→ STUDY MATERIAL
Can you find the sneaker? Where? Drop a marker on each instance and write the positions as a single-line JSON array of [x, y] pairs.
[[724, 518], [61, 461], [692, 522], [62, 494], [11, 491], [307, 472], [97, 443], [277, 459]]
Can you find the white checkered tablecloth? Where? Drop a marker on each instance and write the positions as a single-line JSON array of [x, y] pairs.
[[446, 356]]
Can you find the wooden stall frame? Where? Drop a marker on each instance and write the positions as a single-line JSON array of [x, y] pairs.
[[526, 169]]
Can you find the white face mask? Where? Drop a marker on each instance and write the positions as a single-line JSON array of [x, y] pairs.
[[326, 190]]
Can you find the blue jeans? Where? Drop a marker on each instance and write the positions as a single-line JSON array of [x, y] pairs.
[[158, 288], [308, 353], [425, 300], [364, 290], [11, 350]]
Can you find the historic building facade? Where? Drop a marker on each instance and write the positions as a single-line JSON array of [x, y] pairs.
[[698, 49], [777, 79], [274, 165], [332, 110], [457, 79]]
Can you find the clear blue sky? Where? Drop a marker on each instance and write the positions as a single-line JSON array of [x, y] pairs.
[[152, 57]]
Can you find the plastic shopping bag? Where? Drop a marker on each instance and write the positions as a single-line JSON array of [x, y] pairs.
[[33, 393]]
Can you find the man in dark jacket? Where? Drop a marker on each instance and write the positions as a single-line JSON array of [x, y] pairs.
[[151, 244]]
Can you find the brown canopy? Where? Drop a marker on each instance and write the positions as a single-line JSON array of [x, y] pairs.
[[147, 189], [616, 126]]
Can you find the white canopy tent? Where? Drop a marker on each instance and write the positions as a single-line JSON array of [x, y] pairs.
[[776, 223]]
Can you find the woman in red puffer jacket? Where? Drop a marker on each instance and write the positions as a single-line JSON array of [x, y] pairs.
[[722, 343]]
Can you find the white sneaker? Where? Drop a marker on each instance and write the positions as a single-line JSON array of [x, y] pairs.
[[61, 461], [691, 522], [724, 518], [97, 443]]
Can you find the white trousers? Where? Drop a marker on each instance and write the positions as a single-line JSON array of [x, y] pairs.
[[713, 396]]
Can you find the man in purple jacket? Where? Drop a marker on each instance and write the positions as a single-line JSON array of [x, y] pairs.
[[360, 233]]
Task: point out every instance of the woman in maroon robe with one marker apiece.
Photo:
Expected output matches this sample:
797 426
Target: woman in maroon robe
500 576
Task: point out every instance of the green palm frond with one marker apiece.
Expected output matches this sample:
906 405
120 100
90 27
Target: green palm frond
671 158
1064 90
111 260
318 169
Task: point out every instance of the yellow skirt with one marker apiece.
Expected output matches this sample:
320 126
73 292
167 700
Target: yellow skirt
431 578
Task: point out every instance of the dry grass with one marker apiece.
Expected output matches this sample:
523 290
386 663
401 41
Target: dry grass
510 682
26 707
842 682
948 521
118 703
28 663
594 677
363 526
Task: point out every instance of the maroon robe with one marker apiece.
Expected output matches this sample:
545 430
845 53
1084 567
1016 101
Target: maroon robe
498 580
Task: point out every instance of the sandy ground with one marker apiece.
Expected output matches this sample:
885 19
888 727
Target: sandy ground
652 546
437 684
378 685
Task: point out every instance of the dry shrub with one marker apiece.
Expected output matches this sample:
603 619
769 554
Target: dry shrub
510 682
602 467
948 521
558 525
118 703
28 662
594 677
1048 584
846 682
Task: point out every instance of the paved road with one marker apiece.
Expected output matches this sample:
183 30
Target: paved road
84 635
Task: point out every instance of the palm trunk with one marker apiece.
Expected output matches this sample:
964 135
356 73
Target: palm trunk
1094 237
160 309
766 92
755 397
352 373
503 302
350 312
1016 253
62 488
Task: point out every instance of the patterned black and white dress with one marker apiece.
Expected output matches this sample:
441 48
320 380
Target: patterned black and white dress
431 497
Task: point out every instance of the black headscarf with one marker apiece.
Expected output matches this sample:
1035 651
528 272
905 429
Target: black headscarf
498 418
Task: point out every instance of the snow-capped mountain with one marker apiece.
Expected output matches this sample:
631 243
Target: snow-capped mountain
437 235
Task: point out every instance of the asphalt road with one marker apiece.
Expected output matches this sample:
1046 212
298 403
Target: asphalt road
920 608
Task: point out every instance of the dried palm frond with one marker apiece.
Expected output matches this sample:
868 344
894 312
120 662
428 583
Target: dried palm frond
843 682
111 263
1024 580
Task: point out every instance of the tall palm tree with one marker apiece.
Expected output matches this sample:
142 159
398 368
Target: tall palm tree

→ WHAT TO WORK ON
Your task is to copy each line of the listing that holds the word "tree".

→ REPLY TO THE EXERCISE
Task: point out every instance of the tall palm tree with one marker apiece.
Target: tall palm tree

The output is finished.